• YOUR GOAL: Transcribe the stretch of lines from the one containing "Where can the round" through the one containing "x=261, y=132", keeping every character the same.
+++ DATA LISTING +++
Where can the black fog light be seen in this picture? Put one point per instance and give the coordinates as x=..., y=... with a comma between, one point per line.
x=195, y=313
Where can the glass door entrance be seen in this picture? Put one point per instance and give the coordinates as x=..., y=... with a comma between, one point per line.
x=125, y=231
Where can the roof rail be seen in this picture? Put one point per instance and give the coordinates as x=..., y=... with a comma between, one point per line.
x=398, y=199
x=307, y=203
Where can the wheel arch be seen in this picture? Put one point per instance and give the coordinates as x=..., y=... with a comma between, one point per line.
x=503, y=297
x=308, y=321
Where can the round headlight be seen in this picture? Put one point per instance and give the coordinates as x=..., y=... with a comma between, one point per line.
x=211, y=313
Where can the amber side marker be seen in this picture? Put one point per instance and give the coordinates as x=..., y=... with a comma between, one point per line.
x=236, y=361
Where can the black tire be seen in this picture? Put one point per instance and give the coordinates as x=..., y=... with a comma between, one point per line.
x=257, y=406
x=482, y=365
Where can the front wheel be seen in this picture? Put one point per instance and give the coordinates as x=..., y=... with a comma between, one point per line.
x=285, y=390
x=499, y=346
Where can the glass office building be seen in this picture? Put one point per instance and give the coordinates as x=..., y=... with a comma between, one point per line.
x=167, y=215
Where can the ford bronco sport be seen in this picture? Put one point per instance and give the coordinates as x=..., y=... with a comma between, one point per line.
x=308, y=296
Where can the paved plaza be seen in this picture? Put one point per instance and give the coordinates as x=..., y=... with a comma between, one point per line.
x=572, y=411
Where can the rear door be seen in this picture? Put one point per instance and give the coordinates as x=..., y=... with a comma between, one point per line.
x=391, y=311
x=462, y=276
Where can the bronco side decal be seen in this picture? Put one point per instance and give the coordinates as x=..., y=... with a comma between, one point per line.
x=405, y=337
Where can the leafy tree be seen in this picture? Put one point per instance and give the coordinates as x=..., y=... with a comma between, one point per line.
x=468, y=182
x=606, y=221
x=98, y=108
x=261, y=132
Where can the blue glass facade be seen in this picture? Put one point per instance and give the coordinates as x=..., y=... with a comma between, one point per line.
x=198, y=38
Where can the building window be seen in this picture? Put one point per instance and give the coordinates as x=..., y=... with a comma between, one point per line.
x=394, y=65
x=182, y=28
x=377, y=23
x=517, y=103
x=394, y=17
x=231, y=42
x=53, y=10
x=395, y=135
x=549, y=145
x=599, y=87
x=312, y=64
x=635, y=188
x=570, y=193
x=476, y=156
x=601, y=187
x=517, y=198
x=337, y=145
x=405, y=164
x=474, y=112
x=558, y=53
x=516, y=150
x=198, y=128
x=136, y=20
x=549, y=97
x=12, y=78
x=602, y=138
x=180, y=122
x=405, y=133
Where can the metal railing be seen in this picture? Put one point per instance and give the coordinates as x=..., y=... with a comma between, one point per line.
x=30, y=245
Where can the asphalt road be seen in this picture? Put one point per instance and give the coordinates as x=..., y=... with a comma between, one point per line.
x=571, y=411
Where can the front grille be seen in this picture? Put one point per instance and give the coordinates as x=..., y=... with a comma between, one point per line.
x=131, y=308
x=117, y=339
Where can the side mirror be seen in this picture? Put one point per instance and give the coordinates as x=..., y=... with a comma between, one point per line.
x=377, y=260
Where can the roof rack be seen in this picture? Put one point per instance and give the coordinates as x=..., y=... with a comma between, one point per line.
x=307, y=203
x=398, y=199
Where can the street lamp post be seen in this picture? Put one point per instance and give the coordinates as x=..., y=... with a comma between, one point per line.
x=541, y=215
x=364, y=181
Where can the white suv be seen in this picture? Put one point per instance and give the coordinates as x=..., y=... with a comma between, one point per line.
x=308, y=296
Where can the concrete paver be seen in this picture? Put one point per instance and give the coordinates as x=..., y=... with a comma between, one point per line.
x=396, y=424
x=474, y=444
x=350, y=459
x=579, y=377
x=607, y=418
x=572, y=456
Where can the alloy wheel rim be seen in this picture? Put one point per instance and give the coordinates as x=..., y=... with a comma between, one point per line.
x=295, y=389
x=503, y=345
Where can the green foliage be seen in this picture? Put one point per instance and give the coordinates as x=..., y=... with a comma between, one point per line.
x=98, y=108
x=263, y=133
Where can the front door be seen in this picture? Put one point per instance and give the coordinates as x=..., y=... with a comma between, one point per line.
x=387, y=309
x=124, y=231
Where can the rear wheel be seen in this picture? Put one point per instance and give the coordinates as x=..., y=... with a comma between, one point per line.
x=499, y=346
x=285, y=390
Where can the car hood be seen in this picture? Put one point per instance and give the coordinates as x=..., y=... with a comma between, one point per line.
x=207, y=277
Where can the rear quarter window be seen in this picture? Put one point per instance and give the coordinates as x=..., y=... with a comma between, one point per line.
+++
+++ DATA LISTING +++
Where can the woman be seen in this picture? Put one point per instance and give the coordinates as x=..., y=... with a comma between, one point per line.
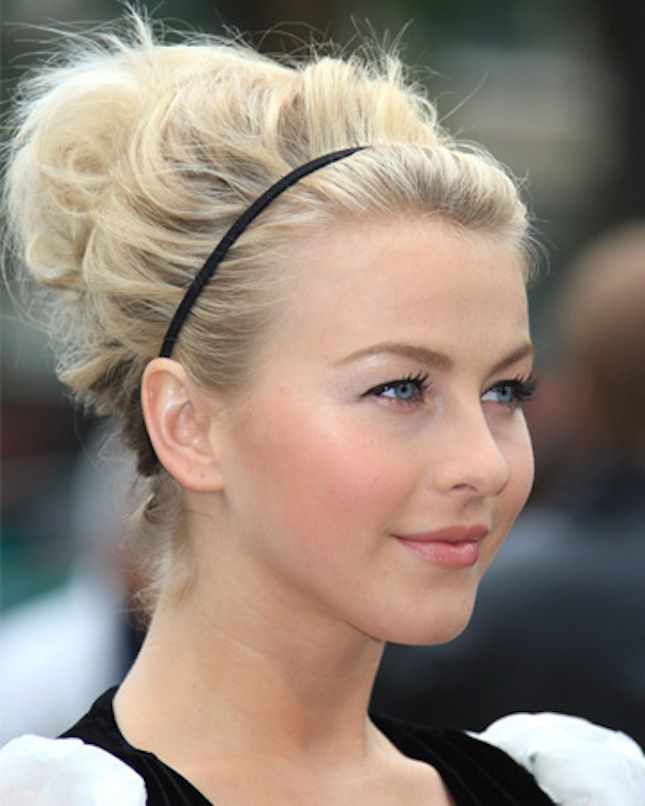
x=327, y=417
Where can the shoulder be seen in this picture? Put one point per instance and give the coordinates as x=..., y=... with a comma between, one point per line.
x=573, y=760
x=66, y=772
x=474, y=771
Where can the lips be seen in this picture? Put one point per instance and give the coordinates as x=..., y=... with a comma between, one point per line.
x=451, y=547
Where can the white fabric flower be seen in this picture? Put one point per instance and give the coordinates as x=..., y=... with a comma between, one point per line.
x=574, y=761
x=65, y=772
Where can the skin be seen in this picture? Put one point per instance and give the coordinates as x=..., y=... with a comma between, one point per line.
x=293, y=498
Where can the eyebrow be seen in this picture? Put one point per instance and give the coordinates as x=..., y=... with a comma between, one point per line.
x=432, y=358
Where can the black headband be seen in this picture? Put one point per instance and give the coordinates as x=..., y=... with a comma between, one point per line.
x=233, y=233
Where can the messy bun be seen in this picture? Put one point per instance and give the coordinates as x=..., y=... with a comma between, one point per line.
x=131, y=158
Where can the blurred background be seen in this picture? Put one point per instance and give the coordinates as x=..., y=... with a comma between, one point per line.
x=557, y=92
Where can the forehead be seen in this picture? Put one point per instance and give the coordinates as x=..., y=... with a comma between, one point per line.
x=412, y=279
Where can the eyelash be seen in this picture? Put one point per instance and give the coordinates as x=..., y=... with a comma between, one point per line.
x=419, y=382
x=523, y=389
+++
• PROBLEM SOLUTION:
Where can the round headlight be seen in this picture? Put one point per instance and give the coordinates as x=..., y=... with a comma between, one point per line.
x=211, y=313
Where can the amber side marker be seen in this picture? Put one point per instance and give the coordinates as x=..., y=... with a comma between, one point per line.
x=236, y=361
Where can the black tire be seen in this picture? Put one point per instance and give the coordinates as x=..., y=... with a comma between, one point per line.
x=257, y=406
x=482, y=365
Where can the front wheel be seen in this picture? Put one point per instance and give the coordinates as x=..., y=... with a comma between, one point per line.
x=285, y=390
x=499, y=346
Where can the glass office building be seen in this picture? Put one point per instance and give the coordinates as x=..., y=... with a comma between, one point per line.
x=167, y=215
Where can the ford bronco sport be seen in this picture? Put one point per instance and give the coordinates as x=..., y=... with a comma between, one point per line.
x=308, y=296
Where can the paved plaza be seen in this picture? Put one point per instance and give the coordinates as x=..., y=... with a comma between, one point per line.
x=572, y=411
Where can the rear door be seen in this picture? Put one point per instance and give the coordinates as x=..., y=... with a comma between, one point per line.
x=391, y=311
x=462, y=276
Where can the bronco side decal be seen in this picture? Put one point per instance and give the coordinates as x=..., y=... with a comma between, one point per line.
x=405, y=337
Where can the leafy tree be seen in this picture? Put one point per instance and give the coordinates as x=..., y=... with a comma between, one point per line.
x=468, y=182
x=606, y=221
x=98, y=108
x=261, y=132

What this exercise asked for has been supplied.